▶ [What you need to do]: Below are entries; copy exactly the lines from the one with "Reviewer note: every instance of the goose beak" through the one with "Reviewer note: every instance of the grassy", both included, and leave out the rest.

▶ [Input]:
__________
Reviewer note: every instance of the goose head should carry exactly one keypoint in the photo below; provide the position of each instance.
__________
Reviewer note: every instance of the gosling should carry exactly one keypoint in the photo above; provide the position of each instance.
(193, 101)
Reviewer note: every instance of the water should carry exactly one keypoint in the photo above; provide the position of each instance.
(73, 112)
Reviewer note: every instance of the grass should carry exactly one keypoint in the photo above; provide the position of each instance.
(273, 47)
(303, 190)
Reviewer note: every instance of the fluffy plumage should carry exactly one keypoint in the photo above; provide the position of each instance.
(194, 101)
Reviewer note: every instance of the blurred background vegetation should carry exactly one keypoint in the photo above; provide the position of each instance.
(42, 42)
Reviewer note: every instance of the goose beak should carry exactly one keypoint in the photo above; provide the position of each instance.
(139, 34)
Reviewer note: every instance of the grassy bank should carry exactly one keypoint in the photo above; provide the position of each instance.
__________
▶ [Solution for this problem]:
Reviewer note: every instance of the goose beak should carry exactly one keypoint in the photo above; provide the position of each instance.
(139, 34)
Reviewer note: every instance of the grassy bank should carry exactly one keypoint in the photo above; provide the position of each instance.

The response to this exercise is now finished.